## Goal of the exercise
The complete listing should be restated exactly.

## Materials provided
------------------------

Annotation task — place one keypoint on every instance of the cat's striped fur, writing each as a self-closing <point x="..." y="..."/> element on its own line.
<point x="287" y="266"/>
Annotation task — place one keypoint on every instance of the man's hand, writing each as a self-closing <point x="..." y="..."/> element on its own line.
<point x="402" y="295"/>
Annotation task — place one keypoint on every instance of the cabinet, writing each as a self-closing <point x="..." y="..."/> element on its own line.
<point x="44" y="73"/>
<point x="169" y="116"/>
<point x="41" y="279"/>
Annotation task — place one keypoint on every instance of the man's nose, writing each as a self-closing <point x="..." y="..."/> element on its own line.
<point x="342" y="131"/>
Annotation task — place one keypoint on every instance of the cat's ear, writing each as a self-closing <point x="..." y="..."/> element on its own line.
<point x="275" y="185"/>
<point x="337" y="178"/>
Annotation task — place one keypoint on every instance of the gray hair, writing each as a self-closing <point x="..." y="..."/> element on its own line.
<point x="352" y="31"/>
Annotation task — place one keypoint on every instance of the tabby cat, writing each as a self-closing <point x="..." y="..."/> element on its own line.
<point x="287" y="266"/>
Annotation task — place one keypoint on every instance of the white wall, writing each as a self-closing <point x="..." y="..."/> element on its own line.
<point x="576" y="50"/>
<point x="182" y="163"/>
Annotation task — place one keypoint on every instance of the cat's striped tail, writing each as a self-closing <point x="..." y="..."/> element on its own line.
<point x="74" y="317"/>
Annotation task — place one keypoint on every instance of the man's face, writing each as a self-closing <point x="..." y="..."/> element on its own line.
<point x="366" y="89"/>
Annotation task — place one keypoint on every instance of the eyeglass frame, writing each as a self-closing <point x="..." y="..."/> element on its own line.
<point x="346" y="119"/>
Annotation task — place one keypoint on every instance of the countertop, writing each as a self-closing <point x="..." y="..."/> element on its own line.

------------------------

## Solution to this problem
Annotation task — place one keypoint on every instance of the cat's striped fur, writing each as a self-closing <point x="..." y="..."/> element on its own line.
<point x="287" y="266"/>
Annotation task — place one keypoint on every instance of the man's hand, writing each as a self-closing <point x="..." y="..."/> element on its own line.
<point x="402" y="295"/>
Annotation task — place one keypoint on every instance of the cabinet, writing each as a self-closing <point x="..." y="..."/> element on its own line.
<point x="44" y="73"/>
<point x="169" y="116"/>
<point x="41" y="279"/>
Annotation task — place one keypoint on every instance of the man's nose, writing each as a self-closing <point x="..." y="..."/> element on its own line.
<point x="342" y="131"/>
Annotation task — place one keypoint on every instance of the cat's ear, writing each as a self-closing <point x="..." y="..."/> element on its own line.
<point x="275" y="185"/>
<point x="337" y="178"/>
Annotation task — place one keypoint on every instance of the gray hair, writing each as a self-closing <point x="..." y="..."/> element on its own line.
<point x="352" y="31"/>
Annotation task — place one keypoint on every instance of the tabby cat, writing each as a self-closing <point x="..." y="..."/> element on its own line.
<point x="287" y="266"/>
Annotation task — place one keypoint on every instance of the white wall, writing each as a self-closing <point x="..." y="..."/> element on its own line.
<point x="576" y="50"/>
<point x="182" y="163"/>
Annotation task — place one keypoint on every instance of the cat's striped tail, writing each as a self-closing <point x="..." y="..."/> element on its own line.
<point x="74" y="317"/>
Annotation task — place one keypoint on every instance of the man's face, writing each as a self-closing <point x="..." y="..."/> element on its own line.
<point x="366" y="89"/>
Annotation task — place one keypoint on every instance of the eyeglass frame, writing each as a self-closing <point x="..." y="..."/> element on its own line.
<point x="346" y="119"/>
Annotation task — place one keypoint on every instance of the countertop, writing each as a self-closing <point x="..." y="..."/> element on its own line.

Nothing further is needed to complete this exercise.